WRITTEN PROBLEM: List every line of the records below that contains the word "disc", copying each line in full. Case counts.

GIVEN RECORDS:
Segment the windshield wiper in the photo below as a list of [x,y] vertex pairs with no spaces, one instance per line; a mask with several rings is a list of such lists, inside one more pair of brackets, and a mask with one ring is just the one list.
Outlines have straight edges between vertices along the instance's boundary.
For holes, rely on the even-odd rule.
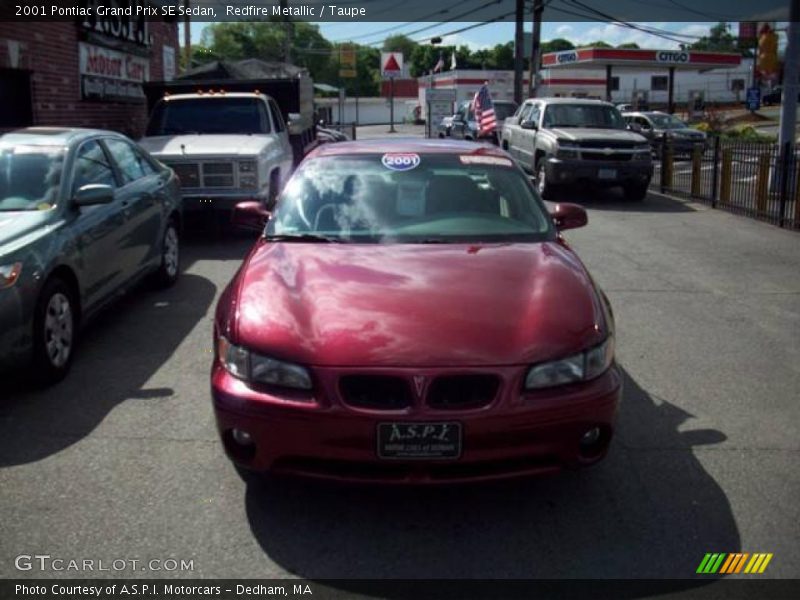
[[264,239],[268,242],[313,242],[322,244],[341,244],[337,238],[318,235],[316,233],[265,233]]

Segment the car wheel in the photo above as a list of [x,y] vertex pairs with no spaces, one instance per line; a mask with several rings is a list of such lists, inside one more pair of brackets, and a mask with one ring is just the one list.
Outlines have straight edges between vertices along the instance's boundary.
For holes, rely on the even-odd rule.
[[647,188],[649,183],[645,185],[626,185],[623,190],[625,191],[625,199],[631,202],[641,202],[647,196]]
[[181,245],[178,226],[173,219],[167,223],[164,238],[161,241],[161,264],[156,271],[155,279],[159,287],[170,287],[180,275]]
[[556,192],[555,186],[547,180],[544,158],[539,160],[539,164],[536,167],[536,190],[542,200],[549,200]]
[[62,380],[72,365],[77,339],[77,303],[61,279],[49,280],[33,319],[34,377],[45,384]]

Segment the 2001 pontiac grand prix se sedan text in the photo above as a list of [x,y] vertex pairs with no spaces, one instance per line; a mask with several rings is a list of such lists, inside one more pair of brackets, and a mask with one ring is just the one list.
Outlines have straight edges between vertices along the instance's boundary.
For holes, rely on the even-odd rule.
[[[600,460],[621,389],[608,301],[503,151],[320,148],[217,307],[212,394],[254,471],[379,482]],[[239,223],[257,222],[257,204]]]

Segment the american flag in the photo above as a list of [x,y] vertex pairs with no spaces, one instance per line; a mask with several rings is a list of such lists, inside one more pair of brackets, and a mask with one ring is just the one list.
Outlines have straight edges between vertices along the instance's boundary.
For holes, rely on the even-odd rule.
[[489,88],[484,84],[472,99],[472,110],[475,112],[475,122],[478,123],[478,135],[486,135],[495,130],[497,119],[494,116],[494,104]]

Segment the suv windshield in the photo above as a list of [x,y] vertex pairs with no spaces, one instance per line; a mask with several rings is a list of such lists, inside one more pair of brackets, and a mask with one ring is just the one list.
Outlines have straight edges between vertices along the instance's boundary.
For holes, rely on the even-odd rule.
[[656,129],[686,129],[688,125],[672,115],[648,115]]
[[620,112],[605,104],[549,104],[545,108],[542,123],[545,128],[625,129],[625,120]]
[[61,146],[0,144],[0,211],[52,208],[64,154]]
[[147,135],[269,133],[266,117],[257,98],[209,96],[161,101],[150,118]]
[[510,159],[390,153],[310,160],[286,185],[265,235],[469,243],[542,241],[554,233]]

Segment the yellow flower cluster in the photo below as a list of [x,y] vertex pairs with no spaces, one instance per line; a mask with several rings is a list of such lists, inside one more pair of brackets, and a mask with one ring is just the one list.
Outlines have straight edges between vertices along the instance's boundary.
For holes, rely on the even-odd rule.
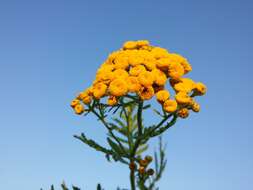
[[[142,100],[156,96],[166,112],[177,111],[185,118],[189,109],[194,112],[200,109],[192,97],[206,92],[204,84],[183,78],[191,70],[187,59],[179,54],[151,46],[147,40],[128,41],[108,56],[98,69],[92,86],[81,92],[71,106],[77,114],[82,114],[81,102],[90,104],[93,99],[108,97],[107,104],[114,106],[120,97],[135,93]],[[175,91],[174,99],[165,89],[167,81]]]

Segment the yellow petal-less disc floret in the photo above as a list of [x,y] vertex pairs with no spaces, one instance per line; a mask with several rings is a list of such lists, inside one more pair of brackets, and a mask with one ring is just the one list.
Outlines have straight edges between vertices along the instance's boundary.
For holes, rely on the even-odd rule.
[[128,85],[129,92],[138,92],[141,88],[138,78],[134,76],[128,77],[127,85]]
[[138,95],[142,100],[149,100],[154,96],[154,94],[155,92],[152,86],[142,87],[138,92]]
[[163,103],[168,100],[170,97],[170,93],[168,90],[160,90],[156,93],[156,99],[158,102]]
[[114,59],[114,67],[115,69],[126,69],[128,67],[128,58],[127,57],[116,57]]
[[143,86],[148,87],[153,84],[154,77],[150,71],[144,71],[139,74],[138,80]]
[[197,102],[194,102],[193,105],[191,106],[192,111],[194,112],[199,112],[200,110],[200,105]]
[[177,110],[177,102],[175,100],[166,100],[163,103],[163,109],[168,113],[173,113]]
[[74,110],[75,110],[75,113],[78,114],[78,115],[81,115],[83,112],[84,112],[84,107],[82,104],[77,104],[75,107],[74,107]]
[[187,108],[182,108],[178,110],[177,115],[181,118],[187,118],[189,116],[189,110]]
[[152,71],[153,77],[154,77],[154,82],[159,85],[159,86],[163,86],[165,85],[166,81],[167,81],[167,77],[164,74],[164,72],[162,72],[160,69],[154,69]]
[[123,96],[127,93],[128,87],[124,78],[117,78],[110,83],[109,92],[113,96]]
[[92,101],[92,98],[89,96],[87,91],[81,92],[78,98],[82,100],[84,104],[90,104]]
[[118,103],[117,97],[116,96],[109,96],[107,100],[107,104],[110,106],[114,106]]
[[76,105],[78,105],[78,104],[80,104],[80,100],[74,99],[74,100],[72,100],[70,106],[71,106],[72,108],[74,108],[74,107],[75,107]]
[[191,103],[191,97],[185,92],[179,92],[175,95],[175,99],[179,104],[189,104]]

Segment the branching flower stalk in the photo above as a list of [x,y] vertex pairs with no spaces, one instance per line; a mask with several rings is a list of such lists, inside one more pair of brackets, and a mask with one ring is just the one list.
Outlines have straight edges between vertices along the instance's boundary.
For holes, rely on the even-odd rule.
[[[83,133],[74,137],[105,154],[108,161],[127,165],[131,190],[153,190],[167,161],[160,141],[160,162],[156,153],[155,170],[150,167],[153,157],[143,155],[149,140],[160,137],[178,118],[187,118],[190,110],[199,112],[200,105],[194,98],[206,92],[203,83],[183,77],[191,70],[187,59],[179,54],[151,46],[146,40],[126,42],[101,65],[92,85],[71,102],[76,114],[94,114],[103,124],[108,146]],[[161,120],[144,126],[154,96],[161,109],[153,111]]]

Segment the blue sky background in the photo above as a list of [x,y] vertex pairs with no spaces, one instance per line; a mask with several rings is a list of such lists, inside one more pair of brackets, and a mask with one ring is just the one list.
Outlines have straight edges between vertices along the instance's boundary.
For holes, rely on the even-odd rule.
[[72,137],[105,143],[102,126],[69,102],[109,52],[137,39],[184,55],[189,76],[208,86],[202,111],[164,135],[160,188],[253,189],[252,9],[250,0],[0,0],[0,189],[129,187],[128,168]]

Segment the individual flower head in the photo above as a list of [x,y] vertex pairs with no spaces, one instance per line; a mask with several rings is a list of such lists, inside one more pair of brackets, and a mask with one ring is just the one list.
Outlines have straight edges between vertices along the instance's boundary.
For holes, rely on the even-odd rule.
[[165,85],[166,81],[167,81],[167,77],[164,74],[164,72],[162,72],[160,69],[154,69],[152,71],[153,77],[154,77],[154,82],[157,85],[163,86]]
[[200,111],[200,105],[197,102],[194,102],[191,106],[192,111],[199,112]]
[[103,97],[105,95],[106,90],[107,90],[106,84],[104,84],[102,82],[96,83],[93,86],[93,96],[96,99],[100,99],[101,97]]
[[152,86],[141,87],[138,95],[142,100],[149,100],[154,96],[154,89]]
[[154,82],[154,77],[152,75],[151,72],[149,71],[144,71],[144,72],[141,72],[138,76],[138,80],[139,82],[145,86],[145,87],[148,87],[148,86],[151,86]]
[[70,106],[71,106],[72,108],[74,108],[74,107],[75,107],[76,105],[78,105],[78,104],[80,104],[80,100],[74,99],[74,100],[72,100]]
[[160,58],[168,57],[169,56],[169,52],[166,49],[160,48],[160,47],[154,47],[151,50],[151,54],[156,59],[160,59]]
[[141,88],[138,78],[134,76],[129,76],[127,78],[127,85],[129,92],[138,92]]
[[110,106],[114,106],[118,103],[117,97],[116,96],[109,96],[107,100],[107,104]]
[[117,78],[110,83],[109,92],[113,96],[123,96],[127,93],[127,83],[124,78]]
[[163,103],[168,100],[170,97],[170,93],[168,90],[160,90],[156,93],[156,99],[158,102]]
[[128,58],[124,56],[118,56],[114,59],[115,69],[126,69],[128,67]]
[[177,110],[177,102],[175,100],[166,100],[163,103],[163,109],[168,113],[173,113]]
[[172,79],[179,79],[184,75],[184,67],[177,62],[172,62],[169,65],[168,75]]
[[179,104],[189,104],[191,103],[191,97],[185,92],[179,92],[175,95],[175,99]]
[[88,94],[87,91],[83,91],[79,94],[78,98],[82,100],[84,104],[90,104],[92,101],[91,96]]
[[125,71],[124,69],[116,69],[113,71],[113,79],[116,79],[116,78],[121,78],[121,79],[126,80],[128,78],[128,72]]
[[187,108],[182,108],[178,110],[177,115],[181,118],[187,118],[189,116],[189,110]]
[[84,107],[82,104],[77,104],[75,107],[74,107],[74,110],[75,110],[75,113],[78,114],[78,115],[81,115],[83,112],[84,112]]

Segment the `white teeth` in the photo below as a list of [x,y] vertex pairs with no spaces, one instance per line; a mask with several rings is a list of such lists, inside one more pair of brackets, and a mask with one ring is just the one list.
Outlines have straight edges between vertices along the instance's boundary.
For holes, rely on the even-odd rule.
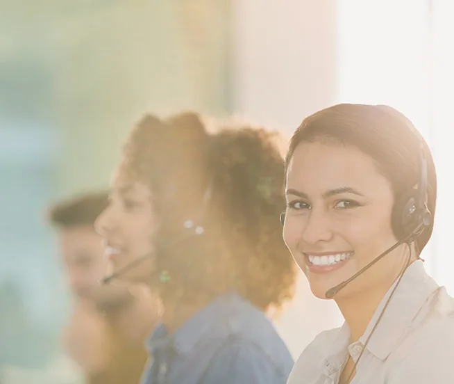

RESULT:
Segment the yellow petal-less disc floret in the photo above as a list of [x,y] vertex pairs with no spaces, one instance per line; a mask with several rings is a list of such lists, inside one more pair of brackets, and a mask with one ring is just the one list.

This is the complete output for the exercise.